INSTRUÇÃO DADA 1: Reproduza fielmente o trecho da notícia sobre o enviado dos EUA para o clima que abre com as palavras "Em mensagem publicada" e fecha com "para o clima.".

TEXTO DE ORIGEM:
Enviado dos EUA para o clima pede ação imediata de Bolsonaro
17 de abril de 2021
John Kerry diz que Washington espera medidas rápidas contra o desmatamento e pede engajamento com indígenas e a sociedade civil. Em carta, senadores americanos acusam Bolsonaro de dar luz verde a criminosos na Amazônia.
Anúncio
John Kerry, enviado para o clima do governo do presidente dos Estados Unidos, Joe Biden, pediu nesta sexta-feira (16/04) que o presidente Jair Bolsonaro tome "ações imediatas" contra o desmatamento, e disse esperar que o governo brasileiro atue ao lado das comunidades indígenas e da sociedade civil nas questões ambientais.
Em mensagem publicada no Twitter, o americano comentava uma carta enviada pelo presidente brasileiro a Biden, na qual ele prometeu eliminar o desmatamento ilegal no Brasil até 2030 e pediu o apoio dos EUA para atingir esse objetivo.
Segundo Kerry, o comprometimento de Bolsonaro com o fim do desmatamento ilegal é "importante", mas Washington espera ver resultados.
"Esperamos ações imediatas e um engajamento com as populações indígenas e a sociedade civil para que esse anúncio possa gerar resultados tangíveis", escreveu o enviado para o clima.
Bolsonaro enviou a carta ao presidente americano na última quarta-feira, uma semana antes da chamada Cúpula dos Líderes sobre o Clima, organizada por Washington. O presidente brasileiro foi um dos 40 líderes mundiais convidados por Biden para a reunião, que ocorrerá online nos dias 22 e 23 de abril.
A carta de sete páginas afirma que, para o país alcançar a meta de eliminar o desmatamento ilegal até 2030, serão necessários "recursos vultuosos e políticas públicas abrangentes".
"A magnitude [destes] obriga-nos a querer contar com todo apoio possível, tanto da comunidade internacional, quanto de governos, do setor privado, da sociedade civil e de todos os que comungam desse nobre objetivo", diz o texto.
"Inspira-nos a crença de que o Brasil merece ser justamente remunerado pelos serviços ambientais que seus cidadãos têm prestado ao planeta", completa Bolsonaro.
Ele também admitiu a possibilidade de o Brasil antecipar para 2050 o objetivo de longo prazo de alcançar a neutralidade climática, dez anos antes da data anteriormente prometida.
Mudança de tom
Com a mensagem, o presidente pela primeira vez respondeu positivamente a um dos principais apelos do governo americano na questão ambiental, que é o combate ao desmatamento ilegal.

LISTAGEM DO EXERCÍCIO:

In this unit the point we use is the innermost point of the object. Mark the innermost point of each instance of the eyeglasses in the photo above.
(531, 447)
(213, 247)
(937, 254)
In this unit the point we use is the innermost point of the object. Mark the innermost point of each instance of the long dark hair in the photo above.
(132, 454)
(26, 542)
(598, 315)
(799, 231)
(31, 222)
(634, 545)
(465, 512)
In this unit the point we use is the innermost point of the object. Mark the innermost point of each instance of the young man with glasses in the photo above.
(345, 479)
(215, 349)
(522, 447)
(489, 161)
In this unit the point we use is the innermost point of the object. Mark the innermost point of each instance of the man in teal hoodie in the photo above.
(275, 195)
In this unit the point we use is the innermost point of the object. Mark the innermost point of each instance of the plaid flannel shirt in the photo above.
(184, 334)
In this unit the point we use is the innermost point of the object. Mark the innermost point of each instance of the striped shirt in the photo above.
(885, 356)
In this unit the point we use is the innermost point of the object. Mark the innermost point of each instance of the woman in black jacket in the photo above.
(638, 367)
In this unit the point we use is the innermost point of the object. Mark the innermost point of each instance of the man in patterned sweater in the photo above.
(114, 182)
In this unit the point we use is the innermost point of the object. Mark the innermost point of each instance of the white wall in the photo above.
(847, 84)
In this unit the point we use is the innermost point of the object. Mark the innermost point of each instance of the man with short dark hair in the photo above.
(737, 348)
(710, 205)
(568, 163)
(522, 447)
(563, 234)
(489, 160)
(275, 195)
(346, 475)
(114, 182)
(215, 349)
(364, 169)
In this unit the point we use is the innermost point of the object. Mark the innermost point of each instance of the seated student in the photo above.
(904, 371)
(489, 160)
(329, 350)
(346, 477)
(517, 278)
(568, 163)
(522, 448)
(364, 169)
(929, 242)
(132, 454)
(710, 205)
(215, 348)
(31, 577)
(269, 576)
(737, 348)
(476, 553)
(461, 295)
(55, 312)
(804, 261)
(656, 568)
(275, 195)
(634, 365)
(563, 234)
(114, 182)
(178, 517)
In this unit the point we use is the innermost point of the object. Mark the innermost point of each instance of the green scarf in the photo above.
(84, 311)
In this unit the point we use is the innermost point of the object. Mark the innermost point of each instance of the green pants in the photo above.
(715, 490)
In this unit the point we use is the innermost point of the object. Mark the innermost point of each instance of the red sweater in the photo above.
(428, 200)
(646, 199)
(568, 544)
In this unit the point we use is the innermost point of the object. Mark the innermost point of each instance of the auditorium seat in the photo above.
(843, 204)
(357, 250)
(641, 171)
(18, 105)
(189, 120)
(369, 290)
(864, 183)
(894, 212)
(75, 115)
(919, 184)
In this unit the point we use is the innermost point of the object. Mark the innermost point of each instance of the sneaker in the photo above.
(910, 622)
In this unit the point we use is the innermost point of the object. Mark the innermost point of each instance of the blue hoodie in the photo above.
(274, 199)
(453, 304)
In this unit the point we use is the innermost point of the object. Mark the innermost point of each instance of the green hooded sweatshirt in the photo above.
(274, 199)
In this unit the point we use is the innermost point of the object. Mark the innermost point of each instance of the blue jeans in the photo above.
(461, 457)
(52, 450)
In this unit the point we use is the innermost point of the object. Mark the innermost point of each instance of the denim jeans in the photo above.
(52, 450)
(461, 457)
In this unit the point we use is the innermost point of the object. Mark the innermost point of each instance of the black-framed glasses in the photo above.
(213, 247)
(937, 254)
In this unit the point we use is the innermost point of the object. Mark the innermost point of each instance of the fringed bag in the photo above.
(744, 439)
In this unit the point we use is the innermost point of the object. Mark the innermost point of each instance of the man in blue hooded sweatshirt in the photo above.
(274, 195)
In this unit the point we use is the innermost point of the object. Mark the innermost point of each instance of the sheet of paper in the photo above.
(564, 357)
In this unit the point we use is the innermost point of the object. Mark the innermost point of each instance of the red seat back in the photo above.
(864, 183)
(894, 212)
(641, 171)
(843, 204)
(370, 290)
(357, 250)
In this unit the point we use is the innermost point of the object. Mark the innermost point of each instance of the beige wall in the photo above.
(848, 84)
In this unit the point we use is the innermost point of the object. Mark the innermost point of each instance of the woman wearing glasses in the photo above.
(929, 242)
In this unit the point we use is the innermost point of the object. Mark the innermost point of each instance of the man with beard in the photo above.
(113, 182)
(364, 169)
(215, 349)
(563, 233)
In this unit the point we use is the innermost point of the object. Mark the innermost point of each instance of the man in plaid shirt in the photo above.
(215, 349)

INSTRUÇÃO DADA 2: Reescreva as linhas da listagem que vão da que contém "paper in the photo above." até o fim da listagem, substituindo "beige wall" por "cream wall" e mantendo todo o resto inalterado.

RESPOSTA COMPLETA 1:
Em mensagem publicada no Twitter, o americano comentava uma carta enviada pelo presidente brasileiro a Biden, na qual ele prometeu eliminar o desmatamento ilegal no Brasil até 2030 e pediu o apoio dos EUA para atingir esse objetivo.
Segundo Kerry, o comprometimento de Bolsonaro com o fim do desmatamento ilegal é "importante", mas Washington espera ver resultados.
"Esperamos ações imediatas e um engajamento com as populações indígenas e a sociedade civil para que esse anúncio possa gerar resultados tangíveis", escreveu o enviado para o clima.

RESPOSTA COMPLETA 2:
In this unit the point we use is the innermost point of the object. Mark the innermost point of each instance of the sheet of paper in the photo above.
(564, 357)
In this unit the point we use is the innermost point of the object. Mark the innermost point of each instance of the red seat back in the photo above.
(864, 183)
(894, 212)
(641, 171)
(843, 204)
(370, 290)
(357, 250)
In this unit the point we use is the innermost point of the object. Mark the innermost point of each instance of the cream wall in the photo above.
(848, 84)
In this unit the point we use is the innermost point of the object. Mark the innermost point of each instance of the woman wearing glasses in the photo above.
(929, 242)
In this unit the point we use is the innermost point of the object. Mark the innermost point of each instance of the man with beard in the photo above.
(113, 182)
(364, 169)
(215, 349)
(563, 233)
In this unit the point we use is the innermost point of the object. Mark the innermost point of each instance of the man in plaid shirt in the photo above.
(215, 349)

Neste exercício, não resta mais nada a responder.